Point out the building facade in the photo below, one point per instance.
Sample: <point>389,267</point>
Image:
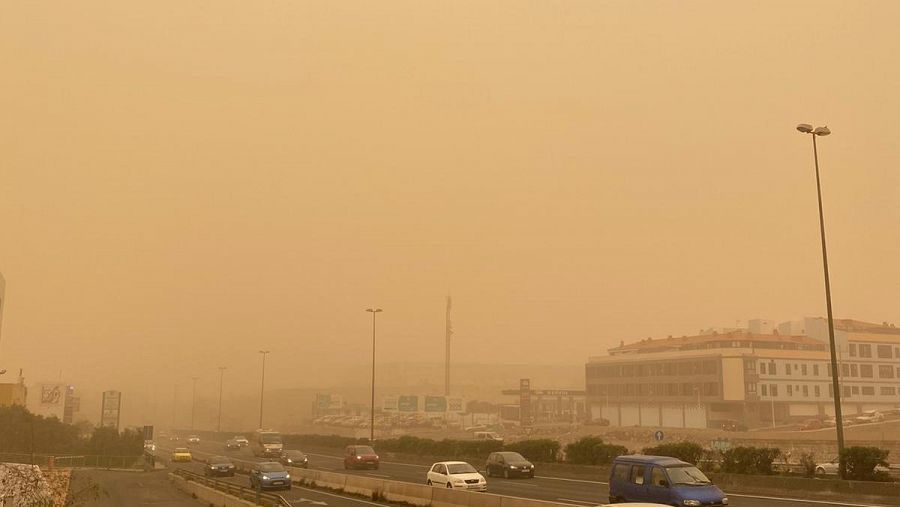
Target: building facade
<point>752,378</point>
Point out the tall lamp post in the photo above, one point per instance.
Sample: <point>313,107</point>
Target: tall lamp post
<point>221,376</point>
<point>193,401</point>
<point>262,385</point>
<point>373,311</point>
<point>838,416</point>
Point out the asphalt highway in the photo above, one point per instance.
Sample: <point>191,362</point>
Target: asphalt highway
<point>556,489</point>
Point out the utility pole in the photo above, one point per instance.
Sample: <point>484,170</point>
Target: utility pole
<point>448,332</point>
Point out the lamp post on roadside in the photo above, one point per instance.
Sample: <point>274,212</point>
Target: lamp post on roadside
<point>193,401</point>
<point>262,385</point>
<point>373,311</point>
<point>838,416</point>
<point>221,376</point>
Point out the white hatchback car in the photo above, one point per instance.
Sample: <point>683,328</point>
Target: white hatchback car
<point>455,475</point>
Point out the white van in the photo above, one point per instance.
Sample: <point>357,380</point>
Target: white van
<point>488,435</point>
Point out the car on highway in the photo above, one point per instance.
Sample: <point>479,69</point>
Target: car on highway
<point>508,464</point>
<point>455,475</point>
<point>661,479</point>
<point>269,475</point>
<point>294,458</point>
<point>831,467</point>
<point>360,456</point>
<point>181,454</point>
<point>869,416</point>
<point>218,466</point>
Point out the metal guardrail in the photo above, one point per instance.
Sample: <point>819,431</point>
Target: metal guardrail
<point>242,492</point>
<point>85,461</point>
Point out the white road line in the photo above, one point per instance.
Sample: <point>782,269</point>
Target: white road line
<point>339,496</point>
<point>589,502</point>
<point>820,502</point>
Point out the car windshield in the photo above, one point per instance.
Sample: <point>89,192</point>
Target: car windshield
<point>461,468</point>
<point>687,475</point>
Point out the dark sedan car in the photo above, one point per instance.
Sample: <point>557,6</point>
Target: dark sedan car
<point>508,464</point>
<point>218,465</point>
<point>294,459</point>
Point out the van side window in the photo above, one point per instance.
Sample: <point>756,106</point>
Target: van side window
<point>637,474</point>
<point>658,477</point>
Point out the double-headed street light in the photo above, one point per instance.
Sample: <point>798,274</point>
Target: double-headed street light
<point>373,311</point>
<point>262,385</point>
<point>838,416</point>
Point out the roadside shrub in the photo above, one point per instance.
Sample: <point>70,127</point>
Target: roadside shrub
<point>592,450</point>
<point>685,451</point>
<point>541,450</point>
<point>749,460</point>
<point>808,464</point>
<point>860,463</point>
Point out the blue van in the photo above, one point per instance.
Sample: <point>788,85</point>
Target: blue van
<point>664,480</point>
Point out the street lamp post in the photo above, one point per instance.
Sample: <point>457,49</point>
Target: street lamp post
<point>838,416</point>
<point>373,311</point>
<point>193,401</point>
<point>221,376</point>
<point>262,385</point>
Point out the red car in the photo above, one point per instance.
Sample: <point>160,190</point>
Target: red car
<point>360,456</point>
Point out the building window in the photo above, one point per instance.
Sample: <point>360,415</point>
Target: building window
<point>865,350</point>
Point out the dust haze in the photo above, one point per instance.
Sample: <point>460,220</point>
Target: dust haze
<point>184,184</point>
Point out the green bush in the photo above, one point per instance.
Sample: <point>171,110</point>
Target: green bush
<point>860,463</point>
<point>685,451</point>
<point>749,460</point>
<point>541,450</point>
<point>592,450</point>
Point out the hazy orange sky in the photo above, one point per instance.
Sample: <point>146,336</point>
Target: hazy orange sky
<point>184,183</point>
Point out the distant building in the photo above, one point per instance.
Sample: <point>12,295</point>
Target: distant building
<point>702,381</point>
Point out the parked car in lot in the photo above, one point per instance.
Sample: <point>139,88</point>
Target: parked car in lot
<point>360,456</point>
<point>508,464</point>
<point>181,454</point>
<point>455,475</point>
<point>832,466</point>
<point>269,475</point>
<point>661,479</point>
<point>218,466</point>
<point>869,416</point>
<point>294,459</point>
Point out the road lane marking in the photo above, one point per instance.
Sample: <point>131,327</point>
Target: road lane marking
<point>820,502</point>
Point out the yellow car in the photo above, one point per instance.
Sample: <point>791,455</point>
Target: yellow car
<point>181,454</point>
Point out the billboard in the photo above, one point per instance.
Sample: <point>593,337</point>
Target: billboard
<point>110,409</point>
<point>436,404</point>
<point>408,403</point>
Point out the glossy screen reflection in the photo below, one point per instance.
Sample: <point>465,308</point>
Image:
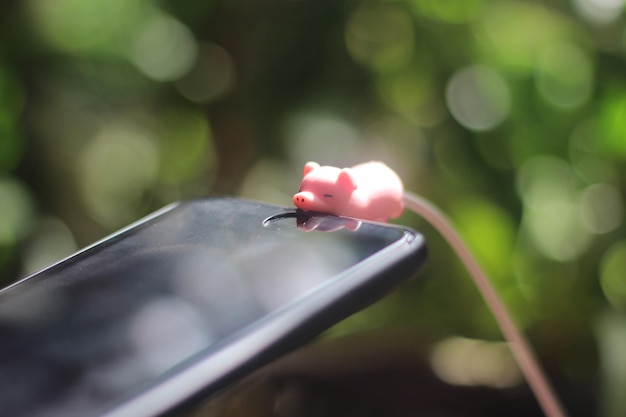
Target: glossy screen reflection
<point>112,320</point>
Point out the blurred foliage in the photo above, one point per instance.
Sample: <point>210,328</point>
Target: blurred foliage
<point>510,114</point>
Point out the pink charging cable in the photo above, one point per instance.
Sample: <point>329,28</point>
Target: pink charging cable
<point>372,191</point>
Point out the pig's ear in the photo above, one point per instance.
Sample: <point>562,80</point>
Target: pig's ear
<point>308,167</point>
<point>346,179</point>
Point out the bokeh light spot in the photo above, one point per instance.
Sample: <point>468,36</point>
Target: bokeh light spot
<point>51,242</point>
<point>600,11</point>
<point>613,275</point>
<point>380,36</point>
<point>471,362</point>
<point>164,49</point>
<point>478,98</point>
<point>552,214</point>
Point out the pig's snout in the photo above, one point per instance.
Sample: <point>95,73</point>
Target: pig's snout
<point>303,199</point>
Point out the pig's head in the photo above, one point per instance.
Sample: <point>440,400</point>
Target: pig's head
<point>325,189</point>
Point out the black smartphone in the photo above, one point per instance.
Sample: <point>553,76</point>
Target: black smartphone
<point>176,306</point>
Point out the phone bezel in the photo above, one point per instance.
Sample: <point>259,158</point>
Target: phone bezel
<point>274,334</point>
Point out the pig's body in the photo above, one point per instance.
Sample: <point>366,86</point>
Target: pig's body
<point>369,191</point>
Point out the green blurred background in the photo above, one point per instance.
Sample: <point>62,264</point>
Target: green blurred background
<point>510,115</point>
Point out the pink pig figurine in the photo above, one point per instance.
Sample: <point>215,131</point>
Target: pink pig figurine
<point>368,191</point>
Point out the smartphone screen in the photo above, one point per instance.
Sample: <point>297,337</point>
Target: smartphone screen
<point>182,300</point>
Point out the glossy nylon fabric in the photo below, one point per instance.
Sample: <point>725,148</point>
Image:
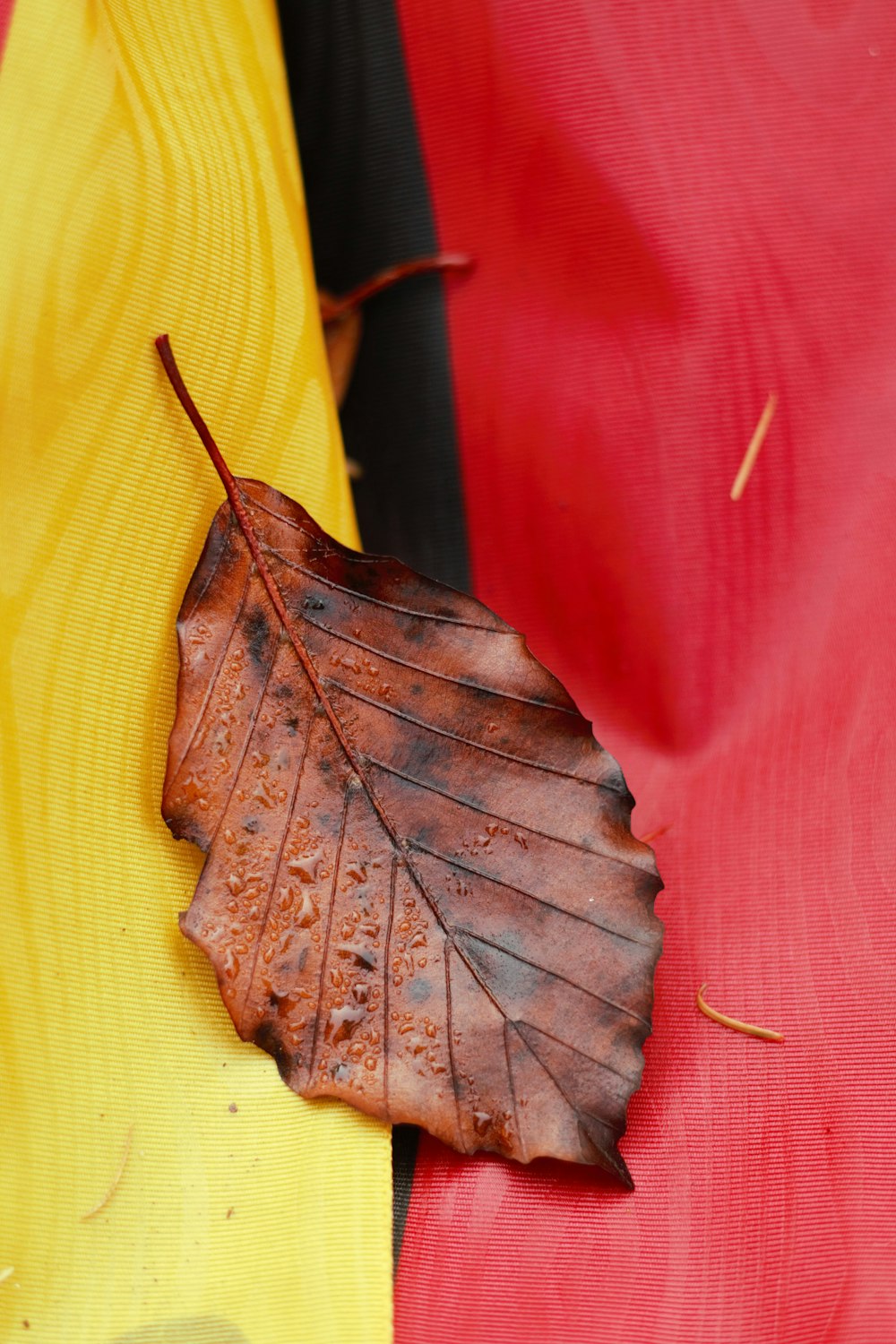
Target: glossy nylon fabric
<point>675,211</point>
<point>150,183</point>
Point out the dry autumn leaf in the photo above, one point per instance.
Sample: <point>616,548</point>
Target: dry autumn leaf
<point>422,894</point>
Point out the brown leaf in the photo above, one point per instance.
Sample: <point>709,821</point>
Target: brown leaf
<point>422,892</point>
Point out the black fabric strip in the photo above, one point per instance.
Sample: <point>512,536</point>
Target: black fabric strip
<point>368,207</point>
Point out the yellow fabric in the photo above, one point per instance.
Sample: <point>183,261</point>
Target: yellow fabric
<point>148,183</point>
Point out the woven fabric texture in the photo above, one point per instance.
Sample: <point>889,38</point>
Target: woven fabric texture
<point>150,183</point>
<point>675,211</point>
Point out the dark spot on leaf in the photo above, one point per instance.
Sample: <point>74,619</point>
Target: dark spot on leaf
<point>257,632</point>
<point>268,1038</point>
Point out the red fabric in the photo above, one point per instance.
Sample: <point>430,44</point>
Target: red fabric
<point>676,210</point>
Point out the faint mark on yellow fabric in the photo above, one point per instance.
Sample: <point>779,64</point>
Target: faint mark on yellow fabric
<point>196,1330</point>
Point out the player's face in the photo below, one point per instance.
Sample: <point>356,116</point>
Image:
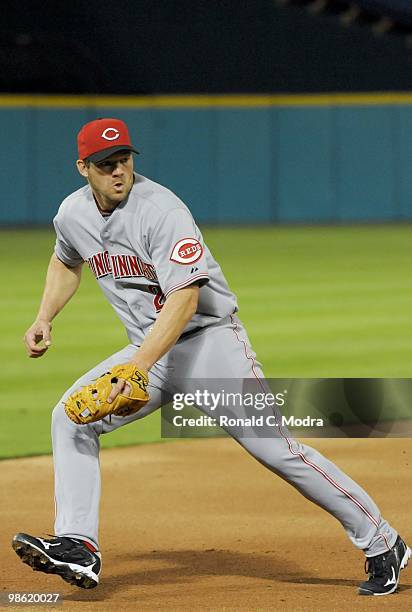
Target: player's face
<point>111,179</point>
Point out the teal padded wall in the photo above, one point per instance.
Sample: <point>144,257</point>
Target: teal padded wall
<point>242,164</point>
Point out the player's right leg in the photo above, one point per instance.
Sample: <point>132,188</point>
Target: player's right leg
<point>74,552</point>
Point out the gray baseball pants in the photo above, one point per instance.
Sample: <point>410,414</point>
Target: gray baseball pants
<point>220,351</point>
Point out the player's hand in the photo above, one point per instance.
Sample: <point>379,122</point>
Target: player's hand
<point>122,386</point>
<point>38,338</point>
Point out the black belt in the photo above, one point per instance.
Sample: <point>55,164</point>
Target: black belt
<point>189,333</point>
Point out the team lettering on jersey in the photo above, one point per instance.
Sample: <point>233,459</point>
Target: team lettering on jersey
<point>120,266</point>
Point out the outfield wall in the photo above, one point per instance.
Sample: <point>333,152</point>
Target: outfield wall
<point>232,159</point>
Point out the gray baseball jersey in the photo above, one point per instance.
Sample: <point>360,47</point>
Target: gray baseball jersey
<point>147,248</point>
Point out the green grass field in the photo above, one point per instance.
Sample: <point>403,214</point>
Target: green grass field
<point>316,301</point>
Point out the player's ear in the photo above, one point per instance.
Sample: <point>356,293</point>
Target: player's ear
<point>82,168</point>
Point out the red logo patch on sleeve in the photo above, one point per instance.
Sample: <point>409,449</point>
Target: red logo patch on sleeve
<point>186,251</point>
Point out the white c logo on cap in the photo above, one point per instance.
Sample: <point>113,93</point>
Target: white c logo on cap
<point>115,135</point>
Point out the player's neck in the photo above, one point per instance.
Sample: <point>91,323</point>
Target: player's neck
<point>103,204</point>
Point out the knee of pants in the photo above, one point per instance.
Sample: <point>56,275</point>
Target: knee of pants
<point>274,453</point>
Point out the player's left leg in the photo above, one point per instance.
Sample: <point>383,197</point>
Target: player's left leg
<point>225,352</point>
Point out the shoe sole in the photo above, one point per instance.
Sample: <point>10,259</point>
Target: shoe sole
<point>404,563</point>
<point>39,561</point>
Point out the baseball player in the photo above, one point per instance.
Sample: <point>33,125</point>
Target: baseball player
<point>149,258</point>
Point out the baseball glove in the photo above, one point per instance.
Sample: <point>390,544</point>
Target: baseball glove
<point>89,404</point>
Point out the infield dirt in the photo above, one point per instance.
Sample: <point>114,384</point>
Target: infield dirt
<point>199,525</point>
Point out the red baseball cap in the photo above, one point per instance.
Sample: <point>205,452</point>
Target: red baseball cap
<point>100,138</point>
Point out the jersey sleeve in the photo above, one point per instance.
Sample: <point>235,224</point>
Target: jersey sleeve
<point>63,249</point>
<point>178,252</point>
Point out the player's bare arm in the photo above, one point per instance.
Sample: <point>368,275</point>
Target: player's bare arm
<point>179,308</point>
<point>61,284</point>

+++

Write out the lines above from the one containing "Point out the baseball glove" through the last, exactly as they are.

Point out the baseball glove in the photo above, one point per instance.
Sample: <point>390,544</point>
Target: baseball glove
<point>89,404</point>
Point out the infield dirt in the photo above, one point per instance.
Sample: <point>114,384</point>
Target: infield dirt
<point>199,525</point>
Point out the red baseball cap in the photo above, one point per instance.
Sample: <point>205,452</point>
Target: red baseball cap
<point>100,138</point>
Point out the jersey sleeve in the photo above, one point per instance.
Sample: <point>235,224</point>
Target: jersey sleeve
<point>63,249</point>
<point>178,252</point>
Point out the player's bare arm in the photo above, one point per instance.
Sample: <point>368,275</point>
Target: player's bare arm
<point>179,308</point>
<point>61,284</point>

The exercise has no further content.